▸ To be done
Recast the listing from the line with "chair and report its bounding box coordinates." to the line with "[0,340,640,427]" as a two-column CSV with the headers instruction and answer. Each row should pair an instruction with its answer, with every field in quotes and line breaks changed to spaces.

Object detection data
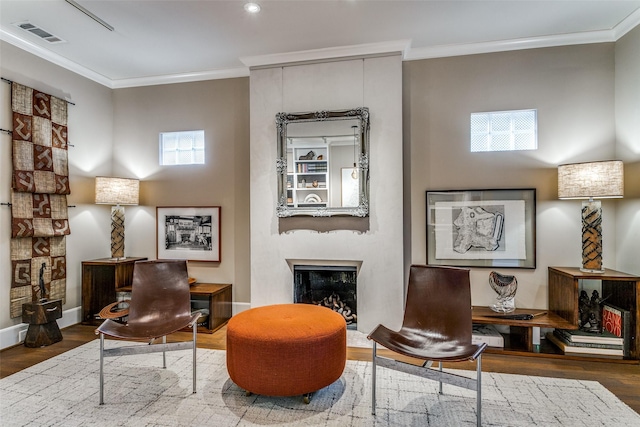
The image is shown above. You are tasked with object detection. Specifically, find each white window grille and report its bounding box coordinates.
[160,130,204,166]
[471,110,538,152]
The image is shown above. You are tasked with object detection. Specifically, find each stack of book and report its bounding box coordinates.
[547,329,624,358]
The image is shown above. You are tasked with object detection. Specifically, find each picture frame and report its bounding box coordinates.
[426,188,536,269]
[156,206,221,262]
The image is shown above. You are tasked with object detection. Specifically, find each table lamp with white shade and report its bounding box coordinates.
[96,176,140,259]
[558,160,624,273]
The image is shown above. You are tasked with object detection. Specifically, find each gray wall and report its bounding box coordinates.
[615,27,640,275]
[403,43,616,308]
[0,41,113,348]
[113,77,250,301]
[0,34,640,347]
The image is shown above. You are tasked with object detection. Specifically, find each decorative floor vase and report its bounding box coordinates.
[489,271,518,313]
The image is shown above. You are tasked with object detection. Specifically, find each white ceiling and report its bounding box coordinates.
[0,0,640,88]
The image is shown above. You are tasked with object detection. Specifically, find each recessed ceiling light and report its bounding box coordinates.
[244,3,260,13]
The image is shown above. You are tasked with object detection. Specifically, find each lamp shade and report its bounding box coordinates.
[558,160,624,199]
[96,176,140,205]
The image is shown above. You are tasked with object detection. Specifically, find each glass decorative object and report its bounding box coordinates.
[489,271,518,313]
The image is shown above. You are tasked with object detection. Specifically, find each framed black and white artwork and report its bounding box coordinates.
[156,206,221,262]
[426,188,536,268]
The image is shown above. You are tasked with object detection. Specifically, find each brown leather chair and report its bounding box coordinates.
[96,261,200,405]
[368,265,487,426]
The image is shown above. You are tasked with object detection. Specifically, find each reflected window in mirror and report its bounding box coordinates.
[276,107,369,217]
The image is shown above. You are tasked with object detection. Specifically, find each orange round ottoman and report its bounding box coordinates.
[227,304,347,403]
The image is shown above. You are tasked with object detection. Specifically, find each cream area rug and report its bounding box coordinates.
[0,340,640,427]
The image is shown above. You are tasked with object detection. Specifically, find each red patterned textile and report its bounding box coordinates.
[10,82,71,318]
[11,82,70,194]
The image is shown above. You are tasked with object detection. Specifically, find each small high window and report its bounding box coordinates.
[471,110,538,152]
[160,130,204,166]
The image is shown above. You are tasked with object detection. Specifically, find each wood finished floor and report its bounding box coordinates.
[0,325,640,413]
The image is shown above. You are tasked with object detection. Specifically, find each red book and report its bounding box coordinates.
[602,303,631,357]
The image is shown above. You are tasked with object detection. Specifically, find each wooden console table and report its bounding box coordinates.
[549,267,640,360]
[471,306,577,353]
[189,283,233,333]
[82,257,147,326]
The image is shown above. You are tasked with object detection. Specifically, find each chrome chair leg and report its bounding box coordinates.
[371,341,377,415]
[476,354,482,427]
[100,333,104,405]
[192,323,198,394]
[162,335,167,369]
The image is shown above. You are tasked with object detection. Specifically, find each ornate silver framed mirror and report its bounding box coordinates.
[276,107,369,217]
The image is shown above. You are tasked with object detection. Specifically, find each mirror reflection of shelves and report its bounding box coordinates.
[287,145,330,207]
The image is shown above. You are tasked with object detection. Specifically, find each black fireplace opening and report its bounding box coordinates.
[293,265,358,329]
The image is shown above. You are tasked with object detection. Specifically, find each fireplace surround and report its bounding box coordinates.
[293,265,358,329]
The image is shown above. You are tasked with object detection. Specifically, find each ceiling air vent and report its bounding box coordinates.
[13,22,66,43]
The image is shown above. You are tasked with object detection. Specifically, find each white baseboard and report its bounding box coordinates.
[0,307,82,350]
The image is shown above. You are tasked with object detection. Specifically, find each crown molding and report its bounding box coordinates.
[0,29,111,87]
[110,67,249,89]
[611,9,640,41]
[0,13,640,89]
[406,30,615,61]
[240,40,411,68]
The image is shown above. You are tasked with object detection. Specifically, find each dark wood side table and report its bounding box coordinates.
[82,257,147,326]
[548,267,640,359]
[22,299,62,347]
[189,283,232,333]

▸ Correct response
instruction,answer
"The image is shown above. You are tasked with object detection. Specifically, find each brown leather chair and report its bounding box coordinates.","[96,261,200,405] [368,265,487,426]"
"The image is shown above. You are tasked with object detection. Specifically, find each reflected window in mirror and report its bounding box coordinates.","[276,107,369,217]"
"The image is shown above. You are tasked with object detection. Specifically, find each orange round ottoman and report its bounding box coordinates.","[227,304,347,403]"
"The image is shown above. You are tasked with object detection. Specifically, find each cream area rug and report its bounding box coordinates.","[0,340,640,427]"